Document segment:
Abbott Laboratories – which had launched a new Bacillus-based biological insecticide for agriculture in 1974, had developed industrial fermentation capabilities and decided to bring Bti – a target-specific biological for mosquitoes and coincidentally black flies – to Public Health programs worldwide. This development had widespread implications for vector management programs that were losing efficacy due to insecticide resistance to traditional chemistries.
As time went on, these two interventions – ivermectin and Bti – would become inexorably linked though the OCP in what is arguably one of the most successful Integrated Vector & Disease Management programs in infectious disease history.
Both ivermectin and Bti took advantage of specific biological pathways/environments that exist within their target pest, but are absent from non-target organisms. This meant that the activity harnessed to control the pest did not also cause collateral damage to unintended organisms/populations. Moreover, ivermectin could be consumed as a therapeutic intervention while Bti would be approved by WHO for application directly into drinking water. While biological controls had already begun establishing a place in agriculture and forestry, the implementation of a biological for BOTH a blood-treatment and an insecticide intervention in Public Health was unprecedented.
Research showed that ivermectin operates by interrupting communication between the helminthic nervous system and musculature of the worm, paralyzing it. The results are specifically harsh on juvenile larvae, 95% of which perish from a single dose. Even though adult worms remain alive, it is the microfilaria that cause the disease. By eliminating the juveniles, the symptoms of onchocerciasis are relieved.
Adult movement is hampered too, which has further implications. When thriving, it is hypothesized that males O. volvulus migrate between nodules where fertile females lie waiting for a mate. But as the males’ movement is hampered by ivermectin, many females go unfertilized.

Task: Continue the passage on ivermectin and Bti in onchocerciasis control from the point where it stops. The records that come next are from a different source.

Records:

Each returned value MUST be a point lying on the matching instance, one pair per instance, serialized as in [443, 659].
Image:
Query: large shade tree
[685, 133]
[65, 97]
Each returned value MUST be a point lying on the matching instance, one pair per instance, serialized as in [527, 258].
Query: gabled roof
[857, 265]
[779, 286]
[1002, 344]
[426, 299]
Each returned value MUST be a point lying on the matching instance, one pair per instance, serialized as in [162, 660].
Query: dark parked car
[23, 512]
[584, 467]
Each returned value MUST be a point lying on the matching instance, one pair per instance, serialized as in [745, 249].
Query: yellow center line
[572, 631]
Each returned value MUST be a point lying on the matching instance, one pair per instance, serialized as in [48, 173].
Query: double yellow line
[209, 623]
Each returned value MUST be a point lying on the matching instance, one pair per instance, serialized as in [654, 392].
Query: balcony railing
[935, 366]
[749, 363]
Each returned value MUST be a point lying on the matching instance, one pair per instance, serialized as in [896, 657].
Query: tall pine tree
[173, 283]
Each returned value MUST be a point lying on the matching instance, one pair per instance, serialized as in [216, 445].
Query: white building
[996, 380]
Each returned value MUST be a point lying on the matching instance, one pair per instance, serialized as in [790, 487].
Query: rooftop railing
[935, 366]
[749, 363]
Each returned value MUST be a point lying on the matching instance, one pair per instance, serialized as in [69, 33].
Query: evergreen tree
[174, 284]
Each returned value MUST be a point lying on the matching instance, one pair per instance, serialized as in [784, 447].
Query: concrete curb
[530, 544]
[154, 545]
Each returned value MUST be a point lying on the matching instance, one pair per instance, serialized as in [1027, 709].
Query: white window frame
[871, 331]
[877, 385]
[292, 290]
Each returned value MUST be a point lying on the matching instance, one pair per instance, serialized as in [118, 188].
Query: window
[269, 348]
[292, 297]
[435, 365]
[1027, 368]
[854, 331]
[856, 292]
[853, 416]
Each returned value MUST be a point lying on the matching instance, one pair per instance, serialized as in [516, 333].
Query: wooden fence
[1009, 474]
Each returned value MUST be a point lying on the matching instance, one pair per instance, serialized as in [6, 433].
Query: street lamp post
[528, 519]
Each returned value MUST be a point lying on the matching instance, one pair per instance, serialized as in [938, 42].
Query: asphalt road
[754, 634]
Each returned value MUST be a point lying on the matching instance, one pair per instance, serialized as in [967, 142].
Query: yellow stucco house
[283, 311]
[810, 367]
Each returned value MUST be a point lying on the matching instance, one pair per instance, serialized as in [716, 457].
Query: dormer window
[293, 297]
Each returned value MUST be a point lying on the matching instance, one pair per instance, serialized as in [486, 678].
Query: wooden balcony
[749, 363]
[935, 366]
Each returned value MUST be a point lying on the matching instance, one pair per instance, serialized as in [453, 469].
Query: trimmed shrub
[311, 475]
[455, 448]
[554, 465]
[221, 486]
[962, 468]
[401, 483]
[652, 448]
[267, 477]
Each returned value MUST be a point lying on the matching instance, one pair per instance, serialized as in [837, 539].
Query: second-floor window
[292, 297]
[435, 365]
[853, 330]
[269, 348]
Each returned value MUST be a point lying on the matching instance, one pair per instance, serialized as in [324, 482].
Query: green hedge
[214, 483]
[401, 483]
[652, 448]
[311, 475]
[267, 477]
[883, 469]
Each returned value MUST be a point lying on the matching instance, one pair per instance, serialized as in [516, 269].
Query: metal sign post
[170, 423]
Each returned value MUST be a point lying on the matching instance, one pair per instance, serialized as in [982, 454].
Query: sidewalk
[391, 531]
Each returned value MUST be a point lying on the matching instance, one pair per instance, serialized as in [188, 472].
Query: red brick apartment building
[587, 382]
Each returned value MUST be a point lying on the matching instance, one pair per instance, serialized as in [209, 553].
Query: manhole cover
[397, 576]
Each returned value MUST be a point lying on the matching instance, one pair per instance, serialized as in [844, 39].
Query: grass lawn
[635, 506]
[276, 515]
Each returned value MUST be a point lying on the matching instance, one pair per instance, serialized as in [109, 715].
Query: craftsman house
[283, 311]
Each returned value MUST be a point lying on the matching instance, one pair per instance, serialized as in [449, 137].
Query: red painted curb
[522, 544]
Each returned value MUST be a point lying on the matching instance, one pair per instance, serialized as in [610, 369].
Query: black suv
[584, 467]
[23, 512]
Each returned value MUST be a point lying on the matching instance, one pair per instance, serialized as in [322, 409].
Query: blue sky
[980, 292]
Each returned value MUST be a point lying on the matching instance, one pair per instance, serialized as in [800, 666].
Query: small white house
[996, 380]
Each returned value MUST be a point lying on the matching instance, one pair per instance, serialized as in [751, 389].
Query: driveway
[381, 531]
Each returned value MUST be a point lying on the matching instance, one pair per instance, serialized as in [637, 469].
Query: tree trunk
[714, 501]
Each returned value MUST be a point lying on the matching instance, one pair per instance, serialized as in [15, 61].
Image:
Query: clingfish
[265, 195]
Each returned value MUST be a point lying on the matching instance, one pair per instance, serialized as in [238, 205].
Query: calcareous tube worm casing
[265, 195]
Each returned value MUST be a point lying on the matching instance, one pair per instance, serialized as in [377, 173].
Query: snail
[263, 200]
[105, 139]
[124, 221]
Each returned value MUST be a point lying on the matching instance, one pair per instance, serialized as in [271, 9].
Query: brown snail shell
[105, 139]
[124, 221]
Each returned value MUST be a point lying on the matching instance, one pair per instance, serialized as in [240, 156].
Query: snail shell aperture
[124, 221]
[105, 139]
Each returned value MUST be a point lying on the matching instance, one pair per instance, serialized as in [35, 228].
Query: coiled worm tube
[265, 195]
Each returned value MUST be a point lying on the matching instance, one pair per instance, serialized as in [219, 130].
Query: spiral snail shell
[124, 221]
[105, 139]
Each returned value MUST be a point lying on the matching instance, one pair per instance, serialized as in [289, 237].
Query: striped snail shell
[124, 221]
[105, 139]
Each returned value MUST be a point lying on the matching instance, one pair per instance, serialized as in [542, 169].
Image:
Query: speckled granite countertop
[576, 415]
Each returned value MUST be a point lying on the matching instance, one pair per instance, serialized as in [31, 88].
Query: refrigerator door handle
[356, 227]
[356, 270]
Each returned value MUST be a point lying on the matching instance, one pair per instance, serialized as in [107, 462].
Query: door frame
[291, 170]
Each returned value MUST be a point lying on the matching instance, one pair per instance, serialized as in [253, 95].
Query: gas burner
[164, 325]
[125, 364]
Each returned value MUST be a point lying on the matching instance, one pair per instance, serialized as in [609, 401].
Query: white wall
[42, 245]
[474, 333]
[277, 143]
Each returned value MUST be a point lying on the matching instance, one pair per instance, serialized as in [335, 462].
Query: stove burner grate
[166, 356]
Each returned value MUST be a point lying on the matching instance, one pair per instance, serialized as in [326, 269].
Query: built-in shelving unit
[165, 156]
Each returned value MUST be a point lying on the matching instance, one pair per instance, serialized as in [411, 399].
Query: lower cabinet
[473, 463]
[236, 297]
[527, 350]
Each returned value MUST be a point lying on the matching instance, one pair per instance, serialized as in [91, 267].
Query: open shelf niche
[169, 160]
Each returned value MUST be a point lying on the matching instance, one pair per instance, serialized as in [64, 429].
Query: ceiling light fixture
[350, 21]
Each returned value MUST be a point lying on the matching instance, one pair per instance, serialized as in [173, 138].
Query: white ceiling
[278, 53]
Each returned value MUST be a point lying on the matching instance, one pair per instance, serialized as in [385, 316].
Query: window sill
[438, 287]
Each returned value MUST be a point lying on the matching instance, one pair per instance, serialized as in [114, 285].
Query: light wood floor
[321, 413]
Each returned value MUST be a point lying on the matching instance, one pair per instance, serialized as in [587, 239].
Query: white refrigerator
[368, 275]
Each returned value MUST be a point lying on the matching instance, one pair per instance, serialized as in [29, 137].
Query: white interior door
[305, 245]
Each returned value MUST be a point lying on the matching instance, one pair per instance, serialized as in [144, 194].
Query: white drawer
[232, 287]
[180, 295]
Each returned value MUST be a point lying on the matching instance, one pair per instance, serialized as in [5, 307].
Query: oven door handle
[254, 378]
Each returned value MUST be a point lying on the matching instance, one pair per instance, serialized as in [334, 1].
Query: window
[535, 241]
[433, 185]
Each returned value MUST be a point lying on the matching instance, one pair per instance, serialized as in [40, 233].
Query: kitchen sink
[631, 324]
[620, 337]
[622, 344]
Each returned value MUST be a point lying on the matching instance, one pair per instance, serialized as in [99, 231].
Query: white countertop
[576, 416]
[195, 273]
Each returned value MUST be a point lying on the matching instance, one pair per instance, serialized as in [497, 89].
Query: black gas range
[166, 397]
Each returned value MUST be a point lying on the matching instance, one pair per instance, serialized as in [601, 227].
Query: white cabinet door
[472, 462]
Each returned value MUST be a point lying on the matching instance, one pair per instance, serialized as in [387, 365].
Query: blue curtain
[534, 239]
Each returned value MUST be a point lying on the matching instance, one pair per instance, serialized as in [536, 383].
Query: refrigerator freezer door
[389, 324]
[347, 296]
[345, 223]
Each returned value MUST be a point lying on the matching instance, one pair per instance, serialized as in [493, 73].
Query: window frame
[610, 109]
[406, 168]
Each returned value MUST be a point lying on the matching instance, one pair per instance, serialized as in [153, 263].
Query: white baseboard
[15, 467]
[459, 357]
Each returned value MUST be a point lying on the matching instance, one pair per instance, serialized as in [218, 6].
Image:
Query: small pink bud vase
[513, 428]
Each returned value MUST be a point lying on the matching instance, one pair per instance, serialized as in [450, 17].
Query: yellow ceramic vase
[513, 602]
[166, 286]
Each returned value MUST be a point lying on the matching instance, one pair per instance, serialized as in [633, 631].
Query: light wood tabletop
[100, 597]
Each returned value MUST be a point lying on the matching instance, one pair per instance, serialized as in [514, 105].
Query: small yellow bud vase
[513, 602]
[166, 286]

Reply:
This spelled good news for the OCP, which had already adopted Bti (VectoBac®) as the foundation of its larviciding program by the mid-80s. Ivermectin therapy showed tremendous promise, but would be greatly undermined unless vectors could be managed as well. To contribute to the program, Abbott developed a new formulation of Bti (VectoBac 12AS) that was designed according to WHO specifications to manage black fly biology and provided major economic concessions on VectoBac through what would eventually turn into a ten-year contract with OCP to provide Bti. The upstart biological insecticide would eventually account for an estimated 80% of OCP’s larviciding program.
The Greatest Gift
Ultimately it would be determined that two doses of ivermectin (Mectizan®) per year were enough to interrupt the onchocerciasis transmission cycle. But how much would it cost for a drug needed to treat millions of people over a minimum 15-year program timeline?
As the story goes, Dr. Peter Vagelos, the acting CEO of Merck & Co., was with his wife at a gathering in 1987 where a short film outlined the scale of the onchocerciasis tragedy. By the next morning, Vagelos, had committed to donating the Mectizan therapy to onchocerciasis victims for free for as long as needed.
This single act would be the paradigm shift for OCP. But now the real fight against onchocerciasis was just getting started. Forgetting, for a moment, the great quantities of Mectizan that would have to be manufactured, the expansive geography under pressure from onchocerciasis covered 400 million people. How does one administer a therapy quickly to such vast numbers over a large geography within developing countries? How would the drug be distributed and managed? All of these questions remained unanswered.
Mectizan® is a registered trademark of Merck & Co.